- CONSIGNES:
1 - Mettez à jour le passage de l'extrait sur la féodalité qui va de « L'élément central de » jusqu'à « sur ses contemporains. », en remplaçant « contemporains » par « semblables ».
2 - Répondez brièvement à ces questions sur l'extrait consacré à la féodalité :
(a) Par quoi l'Espagne fut-elle longtemps dominée ?
(b) Quel traité l'extrait mentionne-t-il ?
(c) Après quelle création la présence franque s'imposa-t-elle plus longuement sur les terres catalanes ?

- EXTRAIT DE PAGE:

┌──

Un système très sophistiqué adopté par presque tous les pays d'Europe... Mais pas l'Espagne

L'élément central de ce système était la possession de la terre: le fief constitué par ce que chacun possédait (ou pas) donnait le pouvoir qui serait le sien sur ses contemporains.

Parce que l'Espagne fut longtemps dominée par un califat arabe et musulman, qui n'avait ni le même rapport à la terre, ni le même souci de déléguer un quelconque pouvoir administratif à qui que ce soit, notre ancien royaume (il faut que je m'habitue à ne plus le considérer comme mien, depuis le Traité de 1659) n'a pas vraiment connu le système féodal. Ou plutôt il a connu, tardivement et de façon édulcorée, une féodalité imparfaite.
À cet égard, les terres catalanes ont certes fait en partie exception, mais en partie seulement. Parce que la présence franque s'y imposa plus longuement (après la création de la Marca Hispanica), et parce que son influence s'y est maintenue durant les longs siècles de la domination du califat des Omeyyades.

└──

- MATÉRIEL FOURNI:
┌──

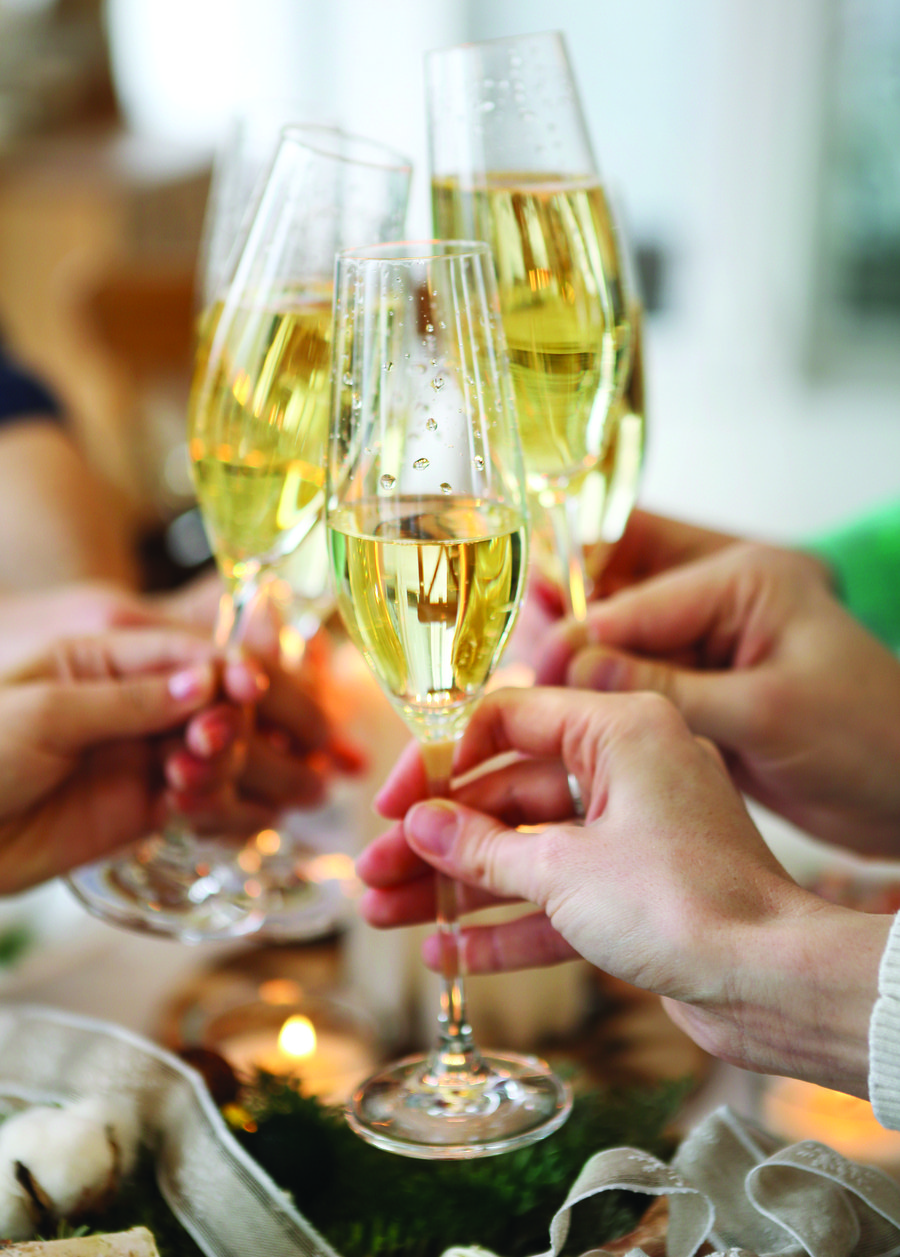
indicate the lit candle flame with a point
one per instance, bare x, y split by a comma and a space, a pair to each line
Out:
297, 1037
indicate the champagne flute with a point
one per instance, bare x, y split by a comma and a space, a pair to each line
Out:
258, 424
512, 165
299, 587
426, 522
610, 489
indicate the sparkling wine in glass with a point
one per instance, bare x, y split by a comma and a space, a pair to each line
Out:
428, 533
258, 426
512, 165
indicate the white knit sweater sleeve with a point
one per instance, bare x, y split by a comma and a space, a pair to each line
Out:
884, 1036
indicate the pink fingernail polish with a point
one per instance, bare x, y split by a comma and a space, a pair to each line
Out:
434, 825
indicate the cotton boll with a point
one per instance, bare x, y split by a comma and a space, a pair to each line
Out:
68, 1155
120, 1118
16, 1221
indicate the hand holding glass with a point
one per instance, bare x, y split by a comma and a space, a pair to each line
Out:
426, 526
258, 425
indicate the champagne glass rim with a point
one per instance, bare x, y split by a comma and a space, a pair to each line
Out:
548, 37
329, 141
397, 252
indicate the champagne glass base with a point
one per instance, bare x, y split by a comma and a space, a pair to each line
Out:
512, 1101
206, 890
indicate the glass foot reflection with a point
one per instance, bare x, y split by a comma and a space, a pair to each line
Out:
508, 1101
206, 890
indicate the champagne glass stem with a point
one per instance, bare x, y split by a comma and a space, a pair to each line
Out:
575, 583
455, 1051
231, 611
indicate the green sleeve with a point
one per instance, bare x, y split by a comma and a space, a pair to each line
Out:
865, 557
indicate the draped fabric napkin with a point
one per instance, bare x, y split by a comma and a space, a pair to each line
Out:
216, 1191
735, 1189
730, 1185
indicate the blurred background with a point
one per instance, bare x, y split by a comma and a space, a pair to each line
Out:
753, 145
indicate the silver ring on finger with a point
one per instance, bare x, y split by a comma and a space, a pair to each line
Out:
577, 797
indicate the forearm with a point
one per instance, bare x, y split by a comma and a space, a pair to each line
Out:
802, 997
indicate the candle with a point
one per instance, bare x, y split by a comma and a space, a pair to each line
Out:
329, 1062
802, 1110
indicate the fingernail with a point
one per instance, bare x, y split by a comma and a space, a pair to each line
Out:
592, 670
434, 825
214, 737
190, 683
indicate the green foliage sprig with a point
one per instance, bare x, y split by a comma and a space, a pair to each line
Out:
368, 1203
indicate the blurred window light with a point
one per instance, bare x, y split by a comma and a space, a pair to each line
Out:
860, 255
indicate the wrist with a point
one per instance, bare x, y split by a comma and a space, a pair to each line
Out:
801, 997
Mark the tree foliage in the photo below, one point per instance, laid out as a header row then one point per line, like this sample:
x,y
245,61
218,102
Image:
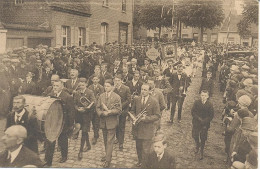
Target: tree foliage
x,y
153,15
200,14
249,17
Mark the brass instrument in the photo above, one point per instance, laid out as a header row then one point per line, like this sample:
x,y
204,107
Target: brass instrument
x,y
137,119
86,102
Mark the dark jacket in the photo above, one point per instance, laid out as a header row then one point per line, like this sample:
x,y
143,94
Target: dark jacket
x,y
113,103
31,125
125,95
202,114
68,109
167,161
25,157
176,83
207,85
145,129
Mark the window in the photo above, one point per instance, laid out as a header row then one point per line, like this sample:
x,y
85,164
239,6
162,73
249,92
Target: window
x,y
205,37
82,33
64,35
104,27
185,36
18,1
123,5
105,2
184,26
214,37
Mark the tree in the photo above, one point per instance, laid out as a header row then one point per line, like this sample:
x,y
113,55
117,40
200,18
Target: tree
x,y
250,16
200,14
154,15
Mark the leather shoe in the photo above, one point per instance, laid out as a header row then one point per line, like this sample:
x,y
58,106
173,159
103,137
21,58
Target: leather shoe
x,y
116,141
139,164
201,156
106,164
87,149
46,165
80,156
170,121
121,147
63,159
94,141
103,158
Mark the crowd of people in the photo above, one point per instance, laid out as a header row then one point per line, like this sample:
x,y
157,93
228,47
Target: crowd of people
x,y
105,85
238,80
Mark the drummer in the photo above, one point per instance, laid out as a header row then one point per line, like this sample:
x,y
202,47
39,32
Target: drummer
x,y
84,100
20,116
69,112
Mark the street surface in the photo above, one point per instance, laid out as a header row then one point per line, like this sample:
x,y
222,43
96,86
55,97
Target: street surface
x,y
179,137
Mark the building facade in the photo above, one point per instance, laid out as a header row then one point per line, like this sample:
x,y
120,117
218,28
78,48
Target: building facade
x,y
65,22
111,21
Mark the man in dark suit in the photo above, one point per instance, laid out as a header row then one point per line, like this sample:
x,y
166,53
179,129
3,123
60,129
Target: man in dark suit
x,y
105,74
108,107
144,74
207,84
98,89
180,83
20,116
144,130
46,80
125,95
73,83
160,158
84,101
202,113
69,113
133,66
158,95
97,72
126,76
16,155
28,86
135,84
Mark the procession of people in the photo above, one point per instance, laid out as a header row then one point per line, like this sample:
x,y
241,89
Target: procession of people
x,y
106,85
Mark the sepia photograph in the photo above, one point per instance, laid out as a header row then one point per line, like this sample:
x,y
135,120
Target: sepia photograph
x,y
149,84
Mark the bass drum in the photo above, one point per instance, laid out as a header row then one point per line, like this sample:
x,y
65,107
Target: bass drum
x,y
49,114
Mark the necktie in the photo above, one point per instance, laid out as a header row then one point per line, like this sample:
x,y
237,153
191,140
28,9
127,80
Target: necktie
x,y
17,118
8,158
143,101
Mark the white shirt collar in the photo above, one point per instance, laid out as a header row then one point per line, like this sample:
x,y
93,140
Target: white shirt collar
x,y
58,94
15,153
108,93
160,156
20,114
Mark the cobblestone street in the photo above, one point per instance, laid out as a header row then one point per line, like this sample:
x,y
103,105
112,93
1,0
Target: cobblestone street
x,y
179,136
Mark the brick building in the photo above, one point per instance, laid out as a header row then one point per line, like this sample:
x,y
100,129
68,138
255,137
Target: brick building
x,y
65,22
111,20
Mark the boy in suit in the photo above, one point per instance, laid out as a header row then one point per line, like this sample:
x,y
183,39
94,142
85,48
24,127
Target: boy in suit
x,y
108,108
144,130
159,158
73,83
98,89
125,95
207,84
84,113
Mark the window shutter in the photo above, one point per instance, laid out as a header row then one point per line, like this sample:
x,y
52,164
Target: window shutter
x,y
76,36
58,36
72,36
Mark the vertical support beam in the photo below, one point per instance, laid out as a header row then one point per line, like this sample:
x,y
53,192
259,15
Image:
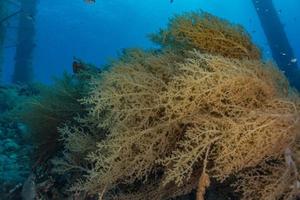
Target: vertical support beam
x,y
23,72
281,49
2,35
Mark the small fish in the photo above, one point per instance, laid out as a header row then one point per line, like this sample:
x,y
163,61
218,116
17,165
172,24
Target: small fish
x,y
29,17
279,11
294,60
29,188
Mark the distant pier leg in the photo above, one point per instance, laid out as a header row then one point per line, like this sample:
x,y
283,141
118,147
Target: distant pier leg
x,y
282,51
23,72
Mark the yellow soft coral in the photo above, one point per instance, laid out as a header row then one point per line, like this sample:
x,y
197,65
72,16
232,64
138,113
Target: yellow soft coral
x,y
238,112
209,34
206,109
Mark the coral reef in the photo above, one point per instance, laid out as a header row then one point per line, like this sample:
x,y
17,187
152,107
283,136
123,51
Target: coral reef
x,y
201,111
162,125
51,108
15,148
207,33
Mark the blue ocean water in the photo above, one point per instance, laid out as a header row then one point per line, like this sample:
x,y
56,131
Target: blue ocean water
x,y
96,32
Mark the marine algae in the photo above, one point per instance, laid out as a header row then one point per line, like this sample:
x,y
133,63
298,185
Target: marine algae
x,y
174,120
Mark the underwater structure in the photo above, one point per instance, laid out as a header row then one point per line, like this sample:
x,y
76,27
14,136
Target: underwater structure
x,y
23,71
203,110
2,32
282,51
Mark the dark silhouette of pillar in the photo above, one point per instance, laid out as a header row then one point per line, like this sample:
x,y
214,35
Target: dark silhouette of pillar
x,y
281,49
23,72
2,33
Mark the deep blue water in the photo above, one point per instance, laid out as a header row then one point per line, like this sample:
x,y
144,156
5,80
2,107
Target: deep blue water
x,y
97,32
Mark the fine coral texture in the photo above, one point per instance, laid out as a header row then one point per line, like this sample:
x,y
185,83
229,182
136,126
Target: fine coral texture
x,y
207,33
180,119
162,124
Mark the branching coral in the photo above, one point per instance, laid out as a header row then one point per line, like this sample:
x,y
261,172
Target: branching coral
x,y
177,119
207,33
238,112
45,112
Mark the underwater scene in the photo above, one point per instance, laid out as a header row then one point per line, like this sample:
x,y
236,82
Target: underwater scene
x,y
149,100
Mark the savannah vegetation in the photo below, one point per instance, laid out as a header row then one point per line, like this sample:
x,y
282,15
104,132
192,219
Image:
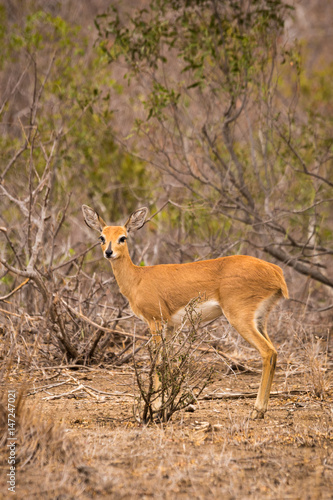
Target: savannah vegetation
x,y
217,116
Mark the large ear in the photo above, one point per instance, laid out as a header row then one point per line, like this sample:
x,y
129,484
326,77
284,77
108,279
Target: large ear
x,y
92,219
136,220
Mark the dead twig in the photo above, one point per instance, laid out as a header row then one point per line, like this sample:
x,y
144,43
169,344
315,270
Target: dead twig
x,y
15,290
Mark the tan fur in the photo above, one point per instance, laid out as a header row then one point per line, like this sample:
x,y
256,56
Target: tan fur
x,y
246,288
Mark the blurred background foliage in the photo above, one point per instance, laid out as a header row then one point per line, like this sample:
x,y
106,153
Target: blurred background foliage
x,y
226,110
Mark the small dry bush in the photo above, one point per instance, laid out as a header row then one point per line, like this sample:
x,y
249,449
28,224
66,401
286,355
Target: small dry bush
x,y
176,362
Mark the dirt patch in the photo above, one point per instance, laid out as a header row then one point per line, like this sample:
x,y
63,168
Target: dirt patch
x,y
215,452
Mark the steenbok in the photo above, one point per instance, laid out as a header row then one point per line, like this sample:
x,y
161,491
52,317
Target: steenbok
x,y
243,288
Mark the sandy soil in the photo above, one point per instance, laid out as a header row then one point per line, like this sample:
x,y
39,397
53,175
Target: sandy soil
x,y
215,452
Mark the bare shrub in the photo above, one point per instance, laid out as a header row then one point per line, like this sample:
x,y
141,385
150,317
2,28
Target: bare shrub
x,y
40,444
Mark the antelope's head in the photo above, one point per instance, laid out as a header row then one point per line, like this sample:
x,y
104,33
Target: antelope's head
x,y
113,238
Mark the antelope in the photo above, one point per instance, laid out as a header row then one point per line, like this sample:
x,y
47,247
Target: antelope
x,y
243,288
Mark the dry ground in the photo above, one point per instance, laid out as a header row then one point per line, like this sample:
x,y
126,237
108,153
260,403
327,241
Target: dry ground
x,y
215,452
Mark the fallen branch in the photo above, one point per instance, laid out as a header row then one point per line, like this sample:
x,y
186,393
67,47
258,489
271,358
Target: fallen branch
x,y
245,395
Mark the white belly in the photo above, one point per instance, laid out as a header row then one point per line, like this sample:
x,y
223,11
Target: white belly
x,y
207,311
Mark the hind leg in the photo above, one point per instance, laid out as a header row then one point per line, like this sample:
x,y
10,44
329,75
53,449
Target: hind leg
x,y
246,327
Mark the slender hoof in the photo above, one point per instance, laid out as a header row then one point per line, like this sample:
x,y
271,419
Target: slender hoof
x,y
256,414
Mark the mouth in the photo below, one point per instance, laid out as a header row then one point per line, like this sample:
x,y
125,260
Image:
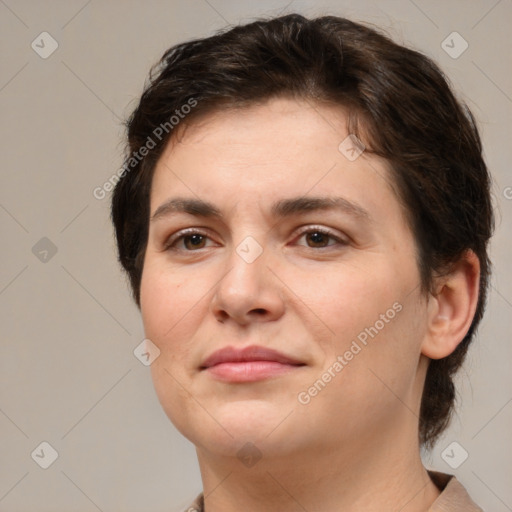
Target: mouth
x,y
250,364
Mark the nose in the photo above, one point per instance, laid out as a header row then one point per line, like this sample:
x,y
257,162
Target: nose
x,y
248,291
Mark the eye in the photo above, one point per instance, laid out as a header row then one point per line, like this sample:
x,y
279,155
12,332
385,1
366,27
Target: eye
x,y
188,240
318,238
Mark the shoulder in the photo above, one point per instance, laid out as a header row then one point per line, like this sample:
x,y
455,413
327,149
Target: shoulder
x,y
197,505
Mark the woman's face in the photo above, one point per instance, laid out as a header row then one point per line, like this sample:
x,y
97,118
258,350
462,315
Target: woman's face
x,y
334,290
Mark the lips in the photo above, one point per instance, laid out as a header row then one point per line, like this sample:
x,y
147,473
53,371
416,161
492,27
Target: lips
x,y
249,364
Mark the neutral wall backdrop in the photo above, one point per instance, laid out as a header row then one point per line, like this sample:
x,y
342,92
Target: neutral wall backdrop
x,y
68,374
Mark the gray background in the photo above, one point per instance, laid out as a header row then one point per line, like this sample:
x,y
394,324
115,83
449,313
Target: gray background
x,y
68,375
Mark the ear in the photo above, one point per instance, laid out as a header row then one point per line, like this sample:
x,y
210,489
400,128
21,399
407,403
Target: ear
x,y
452,308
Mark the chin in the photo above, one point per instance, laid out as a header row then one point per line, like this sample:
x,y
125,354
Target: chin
x,y
229,426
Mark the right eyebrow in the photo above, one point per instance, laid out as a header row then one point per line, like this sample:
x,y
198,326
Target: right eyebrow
x,y
184,205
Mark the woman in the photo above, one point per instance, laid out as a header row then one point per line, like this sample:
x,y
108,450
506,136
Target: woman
x,y
304,215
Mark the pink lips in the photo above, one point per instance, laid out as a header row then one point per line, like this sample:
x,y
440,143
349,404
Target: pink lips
x,y
249,364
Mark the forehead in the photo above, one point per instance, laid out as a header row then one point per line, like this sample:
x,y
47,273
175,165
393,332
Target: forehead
x,y
264,152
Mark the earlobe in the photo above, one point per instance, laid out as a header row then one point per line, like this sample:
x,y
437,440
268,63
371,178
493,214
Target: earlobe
x,y
452,308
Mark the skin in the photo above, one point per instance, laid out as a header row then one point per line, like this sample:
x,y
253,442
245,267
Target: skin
x,y
354,445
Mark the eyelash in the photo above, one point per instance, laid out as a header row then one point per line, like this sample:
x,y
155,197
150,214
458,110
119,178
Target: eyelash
x,y
170,244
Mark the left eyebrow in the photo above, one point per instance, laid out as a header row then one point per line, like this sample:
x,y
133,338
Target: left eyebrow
x,y
304,204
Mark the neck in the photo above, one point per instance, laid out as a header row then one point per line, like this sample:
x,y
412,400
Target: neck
x,y
372,474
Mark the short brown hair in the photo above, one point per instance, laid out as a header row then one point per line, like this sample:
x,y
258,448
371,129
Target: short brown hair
x,y
400,99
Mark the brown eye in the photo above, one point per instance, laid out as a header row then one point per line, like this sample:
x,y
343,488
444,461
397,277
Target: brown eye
x,y
196,241
187,241
317,238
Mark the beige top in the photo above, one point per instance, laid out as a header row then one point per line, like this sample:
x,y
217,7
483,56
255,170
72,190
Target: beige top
x,y
453,497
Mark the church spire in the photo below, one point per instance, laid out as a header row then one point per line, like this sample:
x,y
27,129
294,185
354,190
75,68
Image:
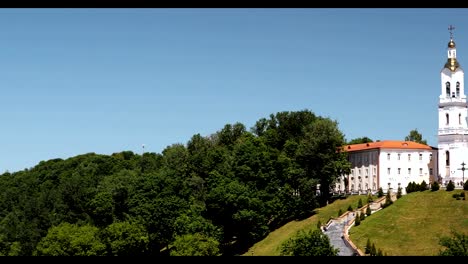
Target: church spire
x,y
452,62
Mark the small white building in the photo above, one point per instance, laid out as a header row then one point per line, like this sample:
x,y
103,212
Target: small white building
x,y
453,127
388,164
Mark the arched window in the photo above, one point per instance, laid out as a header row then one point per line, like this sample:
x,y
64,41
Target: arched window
x,y
447,89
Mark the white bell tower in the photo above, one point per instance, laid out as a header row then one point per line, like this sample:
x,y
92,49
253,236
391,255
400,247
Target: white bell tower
x,y
453,129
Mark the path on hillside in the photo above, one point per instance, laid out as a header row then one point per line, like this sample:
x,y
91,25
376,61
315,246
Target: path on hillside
x,y
335,232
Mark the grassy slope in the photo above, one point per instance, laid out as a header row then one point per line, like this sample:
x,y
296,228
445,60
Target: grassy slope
x,y
270,246
413,225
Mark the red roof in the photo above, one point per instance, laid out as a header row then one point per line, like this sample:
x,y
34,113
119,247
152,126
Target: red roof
x,y
386,144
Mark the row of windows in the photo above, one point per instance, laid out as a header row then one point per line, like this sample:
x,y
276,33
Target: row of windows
x,y
367,171
409,171
409,156
447,120
447,90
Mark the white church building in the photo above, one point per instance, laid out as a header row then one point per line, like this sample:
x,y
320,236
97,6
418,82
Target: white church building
x,y
388,164
391,164
453,130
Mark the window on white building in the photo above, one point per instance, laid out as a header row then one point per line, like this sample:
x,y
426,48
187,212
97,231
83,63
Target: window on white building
x,y
447,89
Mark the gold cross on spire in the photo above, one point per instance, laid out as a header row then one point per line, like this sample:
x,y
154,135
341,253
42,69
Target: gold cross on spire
x,y
451,28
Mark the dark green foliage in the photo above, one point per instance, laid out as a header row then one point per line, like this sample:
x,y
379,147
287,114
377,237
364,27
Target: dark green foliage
x,y
373,250
380,192
456,245
388,200
311,243
415,136
368,247
217,194
423,186
399,193
357,219
194,245
450,186
368,211
362,216
71,240
435,186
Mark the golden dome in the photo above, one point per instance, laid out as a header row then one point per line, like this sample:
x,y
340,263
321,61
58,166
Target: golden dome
x,y
451,44
452,64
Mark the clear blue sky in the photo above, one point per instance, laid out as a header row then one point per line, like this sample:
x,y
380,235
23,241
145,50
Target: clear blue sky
x,y
75,81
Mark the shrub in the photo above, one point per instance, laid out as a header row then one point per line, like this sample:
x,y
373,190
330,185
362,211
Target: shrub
x,y
435,186
450,186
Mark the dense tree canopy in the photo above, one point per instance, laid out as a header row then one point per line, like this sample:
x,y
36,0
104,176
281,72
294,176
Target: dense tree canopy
x,y
415,136
215,195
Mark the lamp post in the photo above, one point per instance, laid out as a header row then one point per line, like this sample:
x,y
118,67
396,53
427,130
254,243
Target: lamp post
x,y
463,172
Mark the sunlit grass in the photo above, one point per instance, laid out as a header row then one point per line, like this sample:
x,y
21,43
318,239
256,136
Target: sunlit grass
x,y
413,224
271,245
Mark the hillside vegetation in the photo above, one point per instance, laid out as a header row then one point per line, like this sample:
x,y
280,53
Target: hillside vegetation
x,y
270,246
413,224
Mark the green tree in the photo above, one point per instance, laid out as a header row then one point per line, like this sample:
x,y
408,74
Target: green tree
x,y
399,193
71,240
456,245
415,136
435,186
359,140
318,153
368,211
194,245
380,192
450,186
125,239
357,219
368,247
311,243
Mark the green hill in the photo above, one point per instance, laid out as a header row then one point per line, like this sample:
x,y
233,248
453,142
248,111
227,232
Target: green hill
x,y
270,246
411,226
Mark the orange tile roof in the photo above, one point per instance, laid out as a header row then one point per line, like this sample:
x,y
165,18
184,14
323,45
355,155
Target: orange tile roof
x,y
386,144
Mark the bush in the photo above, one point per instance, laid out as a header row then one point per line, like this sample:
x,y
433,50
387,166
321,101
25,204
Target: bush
x,y
435,186
368,211
380,193
450,186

└──

- CORRIGÉ:
1 -
L'élément central de ce système était la possession de la terre: le fief constitué par ce que chacun possédait (ou pas) donnait le pouvoir qui serait le sien sur ses semblables.

2 -
(a) Par un califat arabe et musulman.
(b) Le Traité de 1659.
(c) Après la création de la Marca Hispanica.